*** Opening Selected excerpt ***

Introduction

Genetic and epigenetic alterations to the genome shape the development of human malignancies. The patterns of the DNA methylation mark 5-methylcytosine (5mC) become aberrant in human malignancies and affect cellular functions.1 The recently re-discovered DNA mark 5-hydroxymethylcytosine (5hmC)2, 3 is a functionally important DNA modification, and is an intermediate in the process of active demethylation of 5mC. In cancers, 5hmC patterns undergo considerable changes4 that have been linked to genome instability5, 6 and remodelling of the DNA methylation pattern.7 Previous studies revealed that 5hmC is consistently found at significantly reduced levels in various solid tumours.8,9,10 Indeed, epigenetic regulators such as DNA methyltransferases (DNMT), ten-eleven-translocation (TET) proteins or isocitrate dehydrogenases (IDH), are crucial for normal and malignant cellular developement.11 Very few studies however, have effectively mapped the distribution of 5hmC in normal or cancer tissues. Herein, we present the first single base resolution maps of whole genomes, methylomes, and hydroxymethylomes for matched human glioblastoma and tumour margin samples.

Results

Enhanced (hydroxyl)-methylome sequencing reveals global hypermethylation in tumour with loss of 5hmC

We performed whole genome sequencing at 100× coverage of blood, tumour, and margin samples from a glioblastoma patient (Fig. 1a) using a PCR-free library preparation.12 Total RNA sequencing of all three samples was also performed. We employed oxidative bisulfite sequencing (oxBS-seq)13 and bisulfite sequencing (BS-seq) to generate high-depth (80×) sequence coverage and built single-base resolution maps that distinguished 5mC and 5hmC modifications (Fig. 1b and Supplementary Tables 1 and 2). In the margin sample, we found levels of 50% for 5mC and 20% for 5hmC integrated over all CpGs in the genome, whereas in the tumour, we observed global hypermethylation, with average levels of 60% 5mC and a drastic loss of 5hmC to 1.6% (Fig. 1c).

*** Closing Selected excerpt ***
*** Opening Provided material ***

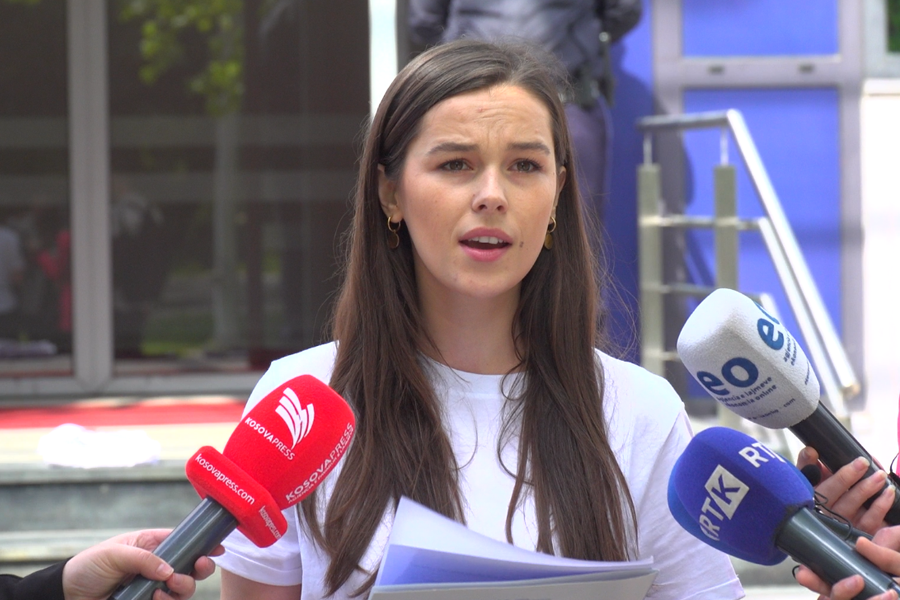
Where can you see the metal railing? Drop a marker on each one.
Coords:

*** Closing Provided material ***

» **Problem to solve**
List every kind of sequencing that the Results section of the glioblastoma text says was performed.

» **Solved problem**
- Whole genome sequencing
- Total RNA sequencing
- Oxidative bisulfite sequencing (oxBS-seq)
- Bisulfite sequencing (BS-seq)